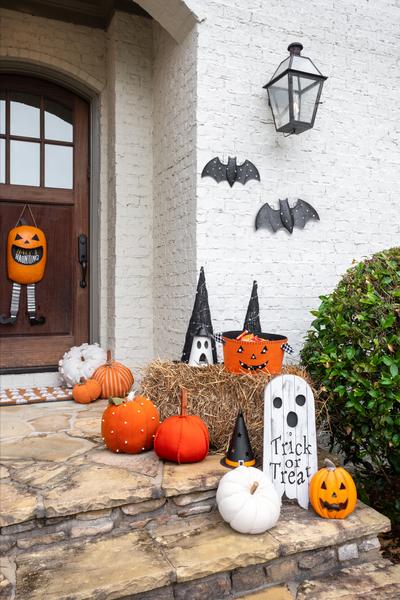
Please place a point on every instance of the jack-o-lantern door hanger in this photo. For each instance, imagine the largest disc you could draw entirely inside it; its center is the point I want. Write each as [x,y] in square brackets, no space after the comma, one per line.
[26,262]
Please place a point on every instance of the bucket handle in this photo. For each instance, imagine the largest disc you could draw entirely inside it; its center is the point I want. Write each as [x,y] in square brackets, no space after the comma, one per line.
[220,340]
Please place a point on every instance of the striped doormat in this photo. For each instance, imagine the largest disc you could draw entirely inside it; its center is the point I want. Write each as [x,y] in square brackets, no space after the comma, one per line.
[32,395]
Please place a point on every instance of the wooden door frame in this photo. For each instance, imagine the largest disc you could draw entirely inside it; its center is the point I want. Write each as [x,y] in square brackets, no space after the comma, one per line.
[66,81]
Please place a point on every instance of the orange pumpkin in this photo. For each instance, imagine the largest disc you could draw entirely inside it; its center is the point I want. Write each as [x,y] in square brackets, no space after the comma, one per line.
[333,493]
[26,254]
[86,391]
[183,438]
[115,379]
[242,356]
[129,426]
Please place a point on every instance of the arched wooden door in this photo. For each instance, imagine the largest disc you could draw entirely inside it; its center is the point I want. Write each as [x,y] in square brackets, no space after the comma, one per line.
[44,162]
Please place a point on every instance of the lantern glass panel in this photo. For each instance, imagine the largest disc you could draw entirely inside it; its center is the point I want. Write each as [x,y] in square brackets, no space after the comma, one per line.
[279,99]
[305,93]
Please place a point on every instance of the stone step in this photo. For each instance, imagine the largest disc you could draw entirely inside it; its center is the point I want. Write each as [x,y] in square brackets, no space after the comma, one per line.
[376,580]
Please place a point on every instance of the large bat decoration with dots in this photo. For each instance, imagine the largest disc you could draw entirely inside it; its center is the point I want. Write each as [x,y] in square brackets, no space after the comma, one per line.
[285,216]
[230,172]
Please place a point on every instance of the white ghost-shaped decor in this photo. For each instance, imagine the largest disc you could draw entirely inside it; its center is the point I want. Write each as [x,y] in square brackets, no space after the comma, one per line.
[201,352]
[290,442]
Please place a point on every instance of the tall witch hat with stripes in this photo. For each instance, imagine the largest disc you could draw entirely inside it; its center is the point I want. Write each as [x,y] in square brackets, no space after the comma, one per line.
[252,320]
[239,451]
[201,317]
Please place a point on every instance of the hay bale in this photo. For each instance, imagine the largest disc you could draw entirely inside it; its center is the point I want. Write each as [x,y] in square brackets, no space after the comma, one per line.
[214,395]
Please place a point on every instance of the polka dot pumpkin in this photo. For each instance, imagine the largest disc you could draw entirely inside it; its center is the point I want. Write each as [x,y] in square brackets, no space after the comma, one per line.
[129,425]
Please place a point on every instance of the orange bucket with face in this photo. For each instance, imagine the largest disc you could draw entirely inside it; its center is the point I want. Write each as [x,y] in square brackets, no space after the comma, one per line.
[241,356]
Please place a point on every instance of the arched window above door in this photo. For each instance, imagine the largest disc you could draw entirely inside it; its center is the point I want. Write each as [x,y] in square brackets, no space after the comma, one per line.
[36,134]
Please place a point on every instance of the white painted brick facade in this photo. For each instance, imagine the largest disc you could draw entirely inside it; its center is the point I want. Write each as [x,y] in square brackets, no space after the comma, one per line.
[172,96]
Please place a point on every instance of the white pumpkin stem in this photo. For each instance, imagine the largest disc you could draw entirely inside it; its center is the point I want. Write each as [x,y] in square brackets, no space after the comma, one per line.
[183,403]
[329,465]
[254,487]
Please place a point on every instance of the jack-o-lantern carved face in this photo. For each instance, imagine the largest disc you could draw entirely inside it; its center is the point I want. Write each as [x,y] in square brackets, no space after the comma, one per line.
[26,254]
[333,493]
[250,357]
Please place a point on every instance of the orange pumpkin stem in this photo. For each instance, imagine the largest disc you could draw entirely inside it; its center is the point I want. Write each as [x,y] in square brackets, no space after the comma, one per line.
[254,487]
[329,465]
[183,403]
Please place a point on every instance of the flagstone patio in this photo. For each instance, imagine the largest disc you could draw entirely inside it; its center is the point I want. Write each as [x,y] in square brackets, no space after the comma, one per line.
[79,522]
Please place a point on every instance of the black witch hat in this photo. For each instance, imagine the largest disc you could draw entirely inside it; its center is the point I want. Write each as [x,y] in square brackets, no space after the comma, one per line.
[239,451]
[252,320]
[201,317]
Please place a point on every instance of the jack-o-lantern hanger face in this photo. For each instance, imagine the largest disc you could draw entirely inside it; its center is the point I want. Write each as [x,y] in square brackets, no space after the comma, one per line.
[27,252]
[25,249]
[249,355]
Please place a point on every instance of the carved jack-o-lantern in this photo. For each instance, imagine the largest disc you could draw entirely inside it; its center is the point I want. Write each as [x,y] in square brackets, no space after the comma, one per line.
[26,254]
[333,493]
[241,356]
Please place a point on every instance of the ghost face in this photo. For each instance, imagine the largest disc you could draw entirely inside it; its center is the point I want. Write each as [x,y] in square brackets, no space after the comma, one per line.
[201,352]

···

- **Brief**
Rewrite the material from the line containing "orange pumpkin stem" through the end, renaming "disc" to "circle" throughout and leaving everything else unchanged.

- **Output below**
Please place a point on every instance of the orange pumpkin stem in this photo. For each instance, imagine the largest circle you could draw entirely inside it; its center is the point I want. Write each as [x,y] in square brackets, no space after the comma, one per line.
[254,487]
[329,465]
[183,403]
Please place a point on every instance of the flagstone patio in this photo. For each instance, imagine the largest circle you could draw entirely inside it; its center is the point I want. Write each as [x,y] in square brackets, no space after the comma, one per line.
[79,522]
Please place a point on every instance of the black witch hat in this photo. For each instance, imagine the largest circle you could draw entirely inside it; its center is the point I want. Write each as [x,y] in square brackets, no space after the comma, one per line.
[239,451]
[252,320]
[201,317]
Please place a point on every instance of the jack-o-lantern hanger face in this photo. For each instance, imagine the largest circle you could draw entirely inside it; its center is the point I want. Write each as [x,y] in square brackets, no space after the comma, one per line.
[27,252]
[25,249]
[249,355]
Please place a point on every instance of the carved jack-o-lantern in this photo. For each instance, imagine the largest circle you could draw entirely inside it; its center is the point I want. Write each as [x,y] in square brackets, no space after the comma, one per line.
[26,254]
[333,493]
[241,356]
Please place a point on every instance of the ghost face in this photo. For each instance, imagine the largest circle you could draw entirely inside it; its center is the point I want. Write each as [x,y] in square brackets, no space after the comma, one per line.
[201,352]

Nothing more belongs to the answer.